* Written task *
Please count the lines in the entries below that contain the string "brown", treating uppercase and lowercase as different. Give only the number.

(Rows from a box-labeling dataset)

'''

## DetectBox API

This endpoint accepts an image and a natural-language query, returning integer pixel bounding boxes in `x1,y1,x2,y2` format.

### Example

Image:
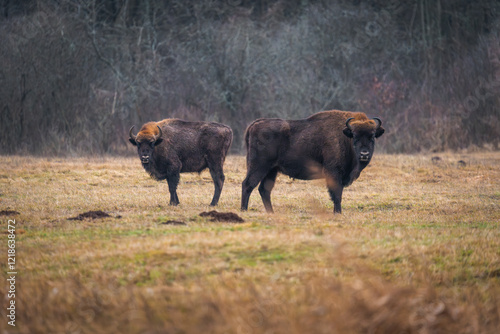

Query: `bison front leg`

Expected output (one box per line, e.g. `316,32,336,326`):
326,175,344,213
259,168,278,213
167,173,180,206
241,168,269,211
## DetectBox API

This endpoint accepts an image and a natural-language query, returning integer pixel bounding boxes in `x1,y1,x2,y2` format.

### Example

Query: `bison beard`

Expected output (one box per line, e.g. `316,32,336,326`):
241,110,385,213
129,119,233,206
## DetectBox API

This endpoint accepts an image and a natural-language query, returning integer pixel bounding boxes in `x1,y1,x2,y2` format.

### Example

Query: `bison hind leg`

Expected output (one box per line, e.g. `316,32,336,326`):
259,168,278,213
210,168,225,206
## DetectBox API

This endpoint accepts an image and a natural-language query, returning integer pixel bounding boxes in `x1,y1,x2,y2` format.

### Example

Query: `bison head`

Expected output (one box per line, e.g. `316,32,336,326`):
344,117,385,165
128,124,163,165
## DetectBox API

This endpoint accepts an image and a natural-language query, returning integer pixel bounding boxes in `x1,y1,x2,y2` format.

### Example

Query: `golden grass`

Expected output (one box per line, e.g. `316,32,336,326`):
0,152,500,333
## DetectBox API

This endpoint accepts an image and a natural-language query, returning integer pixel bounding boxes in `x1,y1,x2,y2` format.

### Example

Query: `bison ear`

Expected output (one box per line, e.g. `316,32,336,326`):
375,126,385,138
344,127,354,138
155,138,163,146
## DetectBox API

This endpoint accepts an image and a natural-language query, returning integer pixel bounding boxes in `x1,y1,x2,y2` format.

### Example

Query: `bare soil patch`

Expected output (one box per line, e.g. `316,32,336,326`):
68,210,112,220
200,210,245,223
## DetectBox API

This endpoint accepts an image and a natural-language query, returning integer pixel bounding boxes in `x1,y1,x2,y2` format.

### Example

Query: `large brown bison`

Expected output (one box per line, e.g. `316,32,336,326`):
241,110,384,213
129,119,233,206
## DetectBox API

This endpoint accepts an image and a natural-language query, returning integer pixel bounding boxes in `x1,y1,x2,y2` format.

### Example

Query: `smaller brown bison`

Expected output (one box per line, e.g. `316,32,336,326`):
241,110,384,213
129,119,233,206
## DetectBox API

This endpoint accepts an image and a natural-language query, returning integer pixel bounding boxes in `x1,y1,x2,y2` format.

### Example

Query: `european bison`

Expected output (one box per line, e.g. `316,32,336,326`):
129,119,233,206
241,110,385,213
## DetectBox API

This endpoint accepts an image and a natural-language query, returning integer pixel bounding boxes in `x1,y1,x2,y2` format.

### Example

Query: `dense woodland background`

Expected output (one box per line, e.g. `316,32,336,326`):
0,0,500,155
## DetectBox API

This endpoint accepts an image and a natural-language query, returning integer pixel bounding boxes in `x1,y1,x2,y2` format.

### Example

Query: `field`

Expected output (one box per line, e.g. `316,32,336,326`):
0,152,500,334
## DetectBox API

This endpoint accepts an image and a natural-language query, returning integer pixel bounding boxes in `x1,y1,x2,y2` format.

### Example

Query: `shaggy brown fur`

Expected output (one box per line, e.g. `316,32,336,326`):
129,119,233,205
241,110,384,213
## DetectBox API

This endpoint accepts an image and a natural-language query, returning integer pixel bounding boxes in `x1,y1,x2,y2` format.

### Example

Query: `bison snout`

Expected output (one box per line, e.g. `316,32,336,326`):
359,151,370,161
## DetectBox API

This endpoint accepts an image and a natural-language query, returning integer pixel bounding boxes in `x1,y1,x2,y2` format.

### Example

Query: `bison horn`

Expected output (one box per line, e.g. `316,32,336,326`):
372,117,382,129
128,125,137,140
156,125,163,139
345,117,354,131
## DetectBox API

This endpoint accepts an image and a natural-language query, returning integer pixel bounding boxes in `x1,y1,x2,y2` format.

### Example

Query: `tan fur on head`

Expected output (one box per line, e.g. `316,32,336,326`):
349,119,377,132
136,122,160,142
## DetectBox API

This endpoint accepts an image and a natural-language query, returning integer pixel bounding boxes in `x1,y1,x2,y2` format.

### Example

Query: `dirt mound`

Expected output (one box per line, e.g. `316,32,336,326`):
68,210,111,220
200,210,244,223
160,220,187,225
0,210,20,216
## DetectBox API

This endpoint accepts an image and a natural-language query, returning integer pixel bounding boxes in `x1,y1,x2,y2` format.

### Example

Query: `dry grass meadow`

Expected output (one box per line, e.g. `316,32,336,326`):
0,152,500,334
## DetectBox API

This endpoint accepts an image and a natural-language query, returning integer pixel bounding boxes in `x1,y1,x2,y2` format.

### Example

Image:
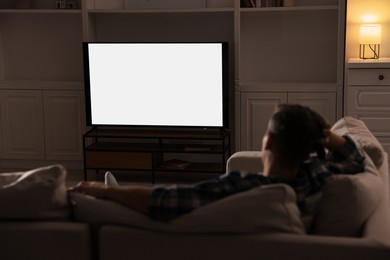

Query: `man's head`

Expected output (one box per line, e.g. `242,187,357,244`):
263,104,329,169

'''

* Final result *
3